Página:
━━━━━━━━━━━━━━━━━━━━

En 1946, el senador americano James Williams Fulbright creó el programa de ayudas para jóvenes que se ha convertido en uno de los más prestigiosos a nivel internacional. Nació con un espíritu de hermanamiento después de la Segunda Guerra Mundial, y por eso facilita el intercambio entre estudiantes de Estados Unidos y de más de 160 países. La han gozado 59 premios Nobel, 82 premios Pulitzer y ahora Maxi Caballero. Su beca es una de las once que se otorgan para estudios de máster en colaboración con el Ministerio de Educación de España, con un estipendio mensual de 2.200 euros.

«En la carta que tuve que escribir para solicitarla dije que Nueva York es la cuna del jazz que hoy conocemos y que yo necesitaba y debía vivir allí un tiempo», dice. De esa necesidad se dio cuenta en noviembre de 2016, cuando viajó por primera vez en su vida a la Gran Manzana para visitar a su amigo y saxofonista Dani Juárez. «Allí decidí dos cosas. Tenía que volver. Tenía que grabar mi disco». Ambas, en el verano de 2018, ya son realidad. Tiene fecha para su viaje -la próxima semana empieza el máster, que durará dos cursos- y en abril lanzó I could see for miles, su primer álbum. Jazz contemporáneo.

━━━━━━━━━━━━━━━━━━━━

Entradas de anotación de coordenadas
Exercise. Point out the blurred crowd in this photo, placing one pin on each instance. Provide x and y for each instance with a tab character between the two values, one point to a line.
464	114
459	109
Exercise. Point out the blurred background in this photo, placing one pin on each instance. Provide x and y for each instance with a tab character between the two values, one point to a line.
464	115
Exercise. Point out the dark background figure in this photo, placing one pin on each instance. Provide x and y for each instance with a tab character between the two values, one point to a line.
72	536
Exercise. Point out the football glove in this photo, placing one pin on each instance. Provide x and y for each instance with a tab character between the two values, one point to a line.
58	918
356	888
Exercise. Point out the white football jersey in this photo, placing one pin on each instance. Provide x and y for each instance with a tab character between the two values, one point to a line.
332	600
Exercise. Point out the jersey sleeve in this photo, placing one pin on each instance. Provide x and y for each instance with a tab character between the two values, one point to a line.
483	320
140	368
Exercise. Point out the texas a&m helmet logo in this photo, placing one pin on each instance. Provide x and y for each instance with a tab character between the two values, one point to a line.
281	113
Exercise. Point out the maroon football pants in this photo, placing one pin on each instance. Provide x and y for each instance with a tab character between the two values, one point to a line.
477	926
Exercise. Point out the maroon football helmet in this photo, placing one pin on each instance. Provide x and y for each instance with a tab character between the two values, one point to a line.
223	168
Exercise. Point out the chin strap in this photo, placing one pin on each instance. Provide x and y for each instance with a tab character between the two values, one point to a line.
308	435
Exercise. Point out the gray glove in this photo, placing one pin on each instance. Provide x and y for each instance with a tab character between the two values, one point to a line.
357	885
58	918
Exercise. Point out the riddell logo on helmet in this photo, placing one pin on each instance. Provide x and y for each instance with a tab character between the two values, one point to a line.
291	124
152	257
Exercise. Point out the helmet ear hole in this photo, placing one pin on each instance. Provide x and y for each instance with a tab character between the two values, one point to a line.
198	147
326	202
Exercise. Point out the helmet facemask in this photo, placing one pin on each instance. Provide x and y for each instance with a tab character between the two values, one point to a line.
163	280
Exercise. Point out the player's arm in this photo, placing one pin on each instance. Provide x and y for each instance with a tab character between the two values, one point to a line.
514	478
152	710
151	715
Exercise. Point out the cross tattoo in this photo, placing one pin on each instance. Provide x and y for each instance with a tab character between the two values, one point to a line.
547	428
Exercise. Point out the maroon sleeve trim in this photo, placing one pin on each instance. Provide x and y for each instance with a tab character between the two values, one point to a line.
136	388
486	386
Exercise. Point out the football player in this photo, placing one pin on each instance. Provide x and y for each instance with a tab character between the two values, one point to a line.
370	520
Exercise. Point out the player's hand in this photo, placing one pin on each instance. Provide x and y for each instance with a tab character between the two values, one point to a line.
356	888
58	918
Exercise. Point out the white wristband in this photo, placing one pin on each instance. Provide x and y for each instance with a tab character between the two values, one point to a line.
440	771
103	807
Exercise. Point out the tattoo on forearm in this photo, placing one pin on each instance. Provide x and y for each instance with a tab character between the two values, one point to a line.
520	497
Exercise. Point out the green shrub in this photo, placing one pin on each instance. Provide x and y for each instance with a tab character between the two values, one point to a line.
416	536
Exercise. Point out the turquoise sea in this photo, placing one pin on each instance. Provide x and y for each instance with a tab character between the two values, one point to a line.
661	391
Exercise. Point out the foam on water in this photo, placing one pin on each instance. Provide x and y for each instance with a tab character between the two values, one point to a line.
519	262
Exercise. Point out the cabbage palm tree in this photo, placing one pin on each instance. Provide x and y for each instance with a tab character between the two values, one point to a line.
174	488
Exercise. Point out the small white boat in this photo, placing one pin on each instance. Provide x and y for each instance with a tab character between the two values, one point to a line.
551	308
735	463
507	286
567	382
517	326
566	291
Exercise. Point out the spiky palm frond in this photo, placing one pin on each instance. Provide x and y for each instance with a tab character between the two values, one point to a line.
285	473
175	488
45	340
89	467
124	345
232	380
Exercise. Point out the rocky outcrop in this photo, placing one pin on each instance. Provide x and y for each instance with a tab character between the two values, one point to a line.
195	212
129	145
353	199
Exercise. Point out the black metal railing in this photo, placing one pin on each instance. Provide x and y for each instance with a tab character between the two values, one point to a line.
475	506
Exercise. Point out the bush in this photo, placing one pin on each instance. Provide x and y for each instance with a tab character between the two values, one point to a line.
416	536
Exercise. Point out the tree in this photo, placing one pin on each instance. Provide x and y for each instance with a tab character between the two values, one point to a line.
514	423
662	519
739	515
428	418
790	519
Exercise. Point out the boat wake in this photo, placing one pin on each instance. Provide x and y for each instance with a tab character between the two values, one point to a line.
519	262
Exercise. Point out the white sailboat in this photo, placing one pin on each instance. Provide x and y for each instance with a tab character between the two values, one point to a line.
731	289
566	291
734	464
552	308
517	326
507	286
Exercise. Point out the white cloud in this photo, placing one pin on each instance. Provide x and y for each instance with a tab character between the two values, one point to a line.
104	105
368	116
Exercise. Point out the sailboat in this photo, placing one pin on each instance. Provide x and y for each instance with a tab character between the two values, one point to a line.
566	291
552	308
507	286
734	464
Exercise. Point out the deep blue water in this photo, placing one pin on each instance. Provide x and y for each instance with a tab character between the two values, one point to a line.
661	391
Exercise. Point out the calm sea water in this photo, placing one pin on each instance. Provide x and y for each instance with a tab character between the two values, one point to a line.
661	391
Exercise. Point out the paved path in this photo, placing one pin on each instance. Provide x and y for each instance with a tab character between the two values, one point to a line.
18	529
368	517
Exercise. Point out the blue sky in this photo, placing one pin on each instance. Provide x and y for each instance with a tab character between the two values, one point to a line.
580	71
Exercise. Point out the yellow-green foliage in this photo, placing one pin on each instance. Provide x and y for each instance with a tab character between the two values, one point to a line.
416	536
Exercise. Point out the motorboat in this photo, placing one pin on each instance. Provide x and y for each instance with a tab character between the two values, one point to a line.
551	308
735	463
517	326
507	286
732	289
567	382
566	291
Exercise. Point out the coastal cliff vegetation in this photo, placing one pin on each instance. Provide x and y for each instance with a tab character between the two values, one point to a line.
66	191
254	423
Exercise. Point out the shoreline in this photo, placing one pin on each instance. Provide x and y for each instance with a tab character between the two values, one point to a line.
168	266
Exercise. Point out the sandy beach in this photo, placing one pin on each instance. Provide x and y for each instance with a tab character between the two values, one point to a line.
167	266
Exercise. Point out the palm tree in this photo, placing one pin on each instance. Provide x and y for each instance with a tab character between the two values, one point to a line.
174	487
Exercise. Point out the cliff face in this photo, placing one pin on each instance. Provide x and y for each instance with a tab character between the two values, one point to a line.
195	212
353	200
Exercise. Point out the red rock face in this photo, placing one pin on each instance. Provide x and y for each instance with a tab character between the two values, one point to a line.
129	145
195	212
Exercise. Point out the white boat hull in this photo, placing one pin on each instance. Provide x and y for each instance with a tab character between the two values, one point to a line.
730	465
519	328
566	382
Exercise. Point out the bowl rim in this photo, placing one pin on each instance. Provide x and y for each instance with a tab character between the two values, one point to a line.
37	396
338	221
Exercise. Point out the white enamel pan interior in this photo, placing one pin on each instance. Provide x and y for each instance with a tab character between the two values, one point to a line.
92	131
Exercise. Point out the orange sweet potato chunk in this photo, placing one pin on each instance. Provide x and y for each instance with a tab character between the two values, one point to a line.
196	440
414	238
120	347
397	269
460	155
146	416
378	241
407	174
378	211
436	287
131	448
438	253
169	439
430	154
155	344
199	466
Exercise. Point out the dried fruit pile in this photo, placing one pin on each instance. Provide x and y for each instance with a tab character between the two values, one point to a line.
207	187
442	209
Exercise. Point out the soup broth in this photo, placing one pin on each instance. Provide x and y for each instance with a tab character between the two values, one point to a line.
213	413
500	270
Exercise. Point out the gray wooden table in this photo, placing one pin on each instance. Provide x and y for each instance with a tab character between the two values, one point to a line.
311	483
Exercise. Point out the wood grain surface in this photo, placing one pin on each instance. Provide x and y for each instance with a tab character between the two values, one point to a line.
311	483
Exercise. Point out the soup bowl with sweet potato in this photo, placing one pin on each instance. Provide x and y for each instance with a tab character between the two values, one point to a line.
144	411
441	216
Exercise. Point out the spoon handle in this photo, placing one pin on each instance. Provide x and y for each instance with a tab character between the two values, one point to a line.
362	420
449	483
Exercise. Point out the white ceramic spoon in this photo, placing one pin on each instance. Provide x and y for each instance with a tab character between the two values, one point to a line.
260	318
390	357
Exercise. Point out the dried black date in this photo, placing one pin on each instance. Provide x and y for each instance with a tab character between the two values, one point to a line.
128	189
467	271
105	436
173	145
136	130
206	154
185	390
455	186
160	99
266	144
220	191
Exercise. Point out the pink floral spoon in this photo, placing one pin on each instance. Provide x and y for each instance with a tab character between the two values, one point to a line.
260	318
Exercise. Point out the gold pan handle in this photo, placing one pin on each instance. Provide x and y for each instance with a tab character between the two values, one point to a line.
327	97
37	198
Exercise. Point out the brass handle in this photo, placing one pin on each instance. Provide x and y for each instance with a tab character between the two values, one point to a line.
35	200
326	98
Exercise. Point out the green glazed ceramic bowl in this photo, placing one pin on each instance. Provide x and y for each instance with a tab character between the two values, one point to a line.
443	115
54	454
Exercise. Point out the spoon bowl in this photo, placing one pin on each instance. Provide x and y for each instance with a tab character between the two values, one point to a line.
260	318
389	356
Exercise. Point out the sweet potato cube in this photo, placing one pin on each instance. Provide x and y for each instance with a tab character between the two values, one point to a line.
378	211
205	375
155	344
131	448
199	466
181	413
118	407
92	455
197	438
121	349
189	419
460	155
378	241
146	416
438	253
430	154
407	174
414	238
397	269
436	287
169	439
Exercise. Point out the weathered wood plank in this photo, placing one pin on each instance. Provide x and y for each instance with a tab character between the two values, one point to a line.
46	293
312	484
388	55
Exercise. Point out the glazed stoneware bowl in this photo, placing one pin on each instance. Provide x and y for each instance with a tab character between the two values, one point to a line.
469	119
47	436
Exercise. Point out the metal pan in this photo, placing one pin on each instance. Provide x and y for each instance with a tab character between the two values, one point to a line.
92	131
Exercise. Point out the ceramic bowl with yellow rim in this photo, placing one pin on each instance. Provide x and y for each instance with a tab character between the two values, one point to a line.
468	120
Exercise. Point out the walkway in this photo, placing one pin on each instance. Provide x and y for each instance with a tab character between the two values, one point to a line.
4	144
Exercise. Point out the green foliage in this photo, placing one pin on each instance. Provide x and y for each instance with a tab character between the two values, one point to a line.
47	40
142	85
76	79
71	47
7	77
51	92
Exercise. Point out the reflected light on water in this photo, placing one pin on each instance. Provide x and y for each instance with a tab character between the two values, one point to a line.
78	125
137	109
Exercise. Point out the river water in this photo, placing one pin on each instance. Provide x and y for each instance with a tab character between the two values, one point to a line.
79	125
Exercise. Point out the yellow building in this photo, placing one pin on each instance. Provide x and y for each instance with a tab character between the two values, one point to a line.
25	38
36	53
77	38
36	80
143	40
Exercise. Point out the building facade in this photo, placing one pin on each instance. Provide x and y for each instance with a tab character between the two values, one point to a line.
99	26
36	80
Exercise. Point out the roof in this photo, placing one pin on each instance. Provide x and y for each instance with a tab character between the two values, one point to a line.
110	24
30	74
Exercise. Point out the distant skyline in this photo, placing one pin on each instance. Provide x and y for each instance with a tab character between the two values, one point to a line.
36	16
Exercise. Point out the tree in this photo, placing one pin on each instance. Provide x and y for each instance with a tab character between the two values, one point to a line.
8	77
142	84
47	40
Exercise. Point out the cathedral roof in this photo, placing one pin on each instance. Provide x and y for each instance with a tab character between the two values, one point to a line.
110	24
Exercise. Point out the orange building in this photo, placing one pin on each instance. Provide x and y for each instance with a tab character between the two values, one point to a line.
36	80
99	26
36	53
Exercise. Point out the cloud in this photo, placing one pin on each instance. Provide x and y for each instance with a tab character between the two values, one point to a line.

━━━━━━━━━━━━━━━━━━━━

Qué debes hacer:
Reescribe el texto sobre la beca desde "En 1946, el" hasta "de 2.200 euros.", ambos incluidos, y sustituye "estipendio mensual" por "pago mensual". Los datos proceden de una fuente distinta.

Resultado del ejercicio:
En 1946, el senador americano James Williams Fulbright creó el programa de ayudas para jóvenes que se ha convertido en uno de los más prestigiosos a nivel internacional. Nació con un espíritu de hermanamiento después de la Segunda Guerra Mundial, y por eso facilita el intercambio entre estudiantes de Estados Unidos y de más de 160 países. La han gozado 59 premios Nobel, 82 premios Pulitzer y ahora Maxi Caballero. Su beca es una de las once que se otorgan para estudios de máster en colaboración con el Ministerio de Educación de España, con un pago mensual de 2.200 euros.